Records excerpted from a collection:

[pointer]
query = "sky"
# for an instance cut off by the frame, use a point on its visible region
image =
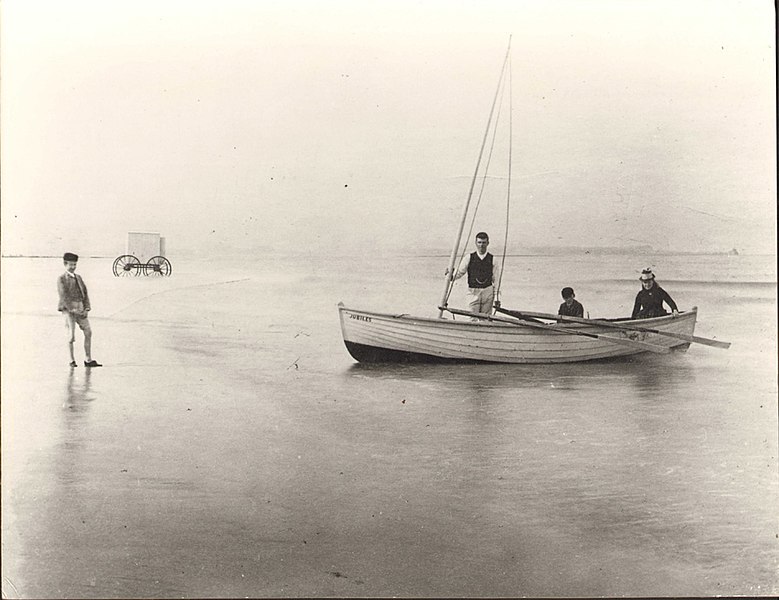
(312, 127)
--
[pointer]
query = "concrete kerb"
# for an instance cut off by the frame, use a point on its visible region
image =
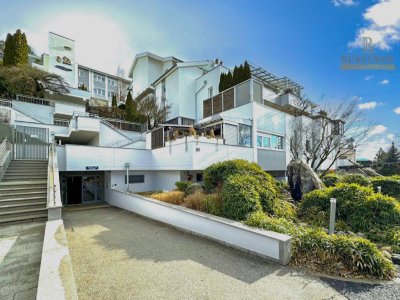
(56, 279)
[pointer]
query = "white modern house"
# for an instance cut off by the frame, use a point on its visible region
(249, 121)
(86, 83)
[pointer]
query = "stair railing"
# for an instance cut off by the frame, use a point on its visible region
--
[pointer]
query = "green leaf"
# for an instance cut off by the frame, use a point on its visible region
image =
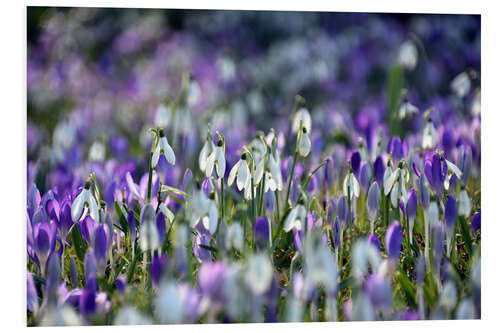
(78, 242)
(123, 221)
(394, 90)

Instruction ▸
List every line in the records above that contains the string "query", copying each line in full.

Exercise response ▸
query = "sky"
query = "concrete kerb"
query = "white modern house"
query = "stair railing"
query = "green leaf"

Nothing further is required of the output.